* _TASK DESCRIPTION_
Please return the lines below verbatim, beginning at the one that has "white bowl in the photo above." and stopping after the one that has "spoon bowl in the photo above.", and add no other lines.

* _SUPPLIED RECORDS_
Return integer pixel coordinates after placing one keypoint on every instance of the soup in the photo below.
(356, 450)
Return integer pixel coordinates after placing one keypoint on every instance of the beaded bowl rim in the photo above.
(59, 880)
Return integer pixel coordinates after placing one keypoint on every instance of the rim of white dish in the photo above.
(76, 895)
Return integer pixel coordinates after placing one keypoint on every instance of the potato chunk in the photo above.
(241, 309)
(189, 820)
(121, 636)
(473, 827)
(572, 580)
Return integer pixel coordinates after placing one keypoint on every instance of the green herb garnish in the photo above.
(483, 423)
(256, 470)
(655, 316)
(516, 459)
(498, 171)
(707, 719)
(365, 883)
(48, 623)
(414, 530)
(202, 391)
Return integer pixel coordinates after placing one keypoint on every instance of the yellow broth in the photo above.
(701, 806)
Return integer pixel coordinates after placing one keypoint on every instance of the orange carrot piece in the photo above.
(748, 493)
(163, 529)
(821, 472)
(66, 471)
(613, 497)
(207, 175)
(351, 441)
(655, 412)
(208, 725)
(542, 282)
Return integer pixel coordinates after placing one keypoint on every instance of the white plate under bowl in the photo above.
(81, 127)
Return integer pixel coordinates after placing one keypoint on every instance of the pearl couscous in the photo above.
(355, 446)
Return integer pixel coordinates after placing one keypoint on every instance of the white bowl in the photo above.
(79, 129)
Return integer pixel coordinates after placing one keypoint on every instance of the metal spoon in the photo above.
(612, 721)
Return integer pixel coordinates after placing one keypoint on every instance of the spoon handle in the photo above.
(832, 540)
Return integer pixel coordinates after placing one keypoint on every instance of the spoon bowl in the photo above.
* * *
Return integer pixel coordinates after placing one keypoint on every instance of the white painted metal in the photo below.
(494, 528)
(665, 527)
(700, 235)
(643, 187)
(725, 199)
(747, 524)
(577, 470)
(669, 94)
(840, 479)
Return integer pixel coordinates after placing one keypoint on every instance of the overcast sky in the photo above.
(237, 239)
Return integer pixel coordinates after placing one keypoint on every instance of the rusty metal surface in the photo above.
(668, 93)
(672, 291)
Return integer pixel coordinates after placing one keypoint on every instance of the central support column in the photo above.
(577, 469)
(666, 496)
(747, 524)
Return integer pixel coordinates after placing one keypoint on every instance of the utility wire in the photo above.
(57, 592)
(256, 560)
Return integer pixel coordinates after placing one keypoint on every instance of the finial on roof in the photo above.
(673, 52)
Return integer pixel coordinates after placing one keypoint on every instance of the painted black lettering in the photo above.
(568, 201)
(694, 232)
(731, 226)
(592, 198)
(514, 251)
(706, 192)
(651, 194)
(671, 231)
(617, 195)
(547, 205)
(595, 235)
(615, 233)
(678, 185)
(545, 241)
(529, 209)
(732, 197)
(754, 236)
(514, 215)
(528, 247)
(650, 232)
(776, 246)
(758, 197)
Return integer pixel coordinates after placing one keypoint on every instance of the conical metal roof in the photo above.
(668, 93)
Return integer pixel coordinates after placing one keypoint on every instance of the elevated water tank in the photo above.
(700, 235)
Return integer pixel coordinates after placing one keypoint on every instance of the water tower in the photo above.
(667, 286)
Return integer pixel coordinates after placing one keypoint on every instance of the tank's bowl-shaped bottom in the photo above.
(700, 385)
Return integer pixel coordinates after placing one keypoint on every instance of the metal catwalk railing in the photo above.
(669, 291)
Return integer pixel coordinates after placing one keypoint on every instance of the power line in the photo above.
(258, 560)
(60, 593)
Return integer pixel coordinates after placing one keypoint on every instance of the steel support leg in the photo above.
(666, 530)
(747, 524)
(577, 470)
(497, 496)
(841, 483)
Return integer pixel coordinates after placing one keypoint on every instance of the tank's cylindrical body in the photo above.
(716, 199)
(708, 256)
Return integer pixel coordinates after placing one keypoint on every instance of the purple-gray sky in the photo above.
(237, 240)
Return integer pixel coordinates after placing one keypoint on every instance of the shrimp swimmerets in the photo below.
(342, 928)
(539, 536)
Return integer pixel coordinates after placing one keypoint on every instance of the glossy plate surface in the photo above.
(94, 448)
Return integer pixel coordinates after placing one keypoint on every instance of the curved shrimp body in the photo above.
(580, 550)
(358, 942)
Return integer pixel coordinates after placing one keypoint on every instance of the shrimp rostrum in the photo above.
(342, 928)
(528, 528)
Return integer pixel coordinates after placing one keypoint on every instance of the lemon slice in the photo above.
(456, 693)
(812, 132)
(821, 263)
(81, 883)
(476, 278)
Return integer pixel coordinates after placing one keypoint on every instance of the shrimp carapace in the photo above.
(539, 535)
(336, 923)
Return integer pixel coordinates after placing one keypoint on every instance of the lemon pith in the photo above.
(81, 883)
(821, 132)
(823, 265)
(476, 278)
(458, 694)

* _SOLUTION TO THE EXERCISE_
Return integer pixel coordinates after placing one keypoint on every instance of the white bowl in the photo above.
(79, 129)
Return integer pixel coordinates after placing one keypoint on every instance of the metal spoon in the photo above.
(612, 721)
Return integer pixel coordinates after placing one keypoint on every instance of the spoon handle in the photo above.
(832, 540)
Return integer pixel coordinates after placing one keypoint on every instance of the spoon bowl in the photo above.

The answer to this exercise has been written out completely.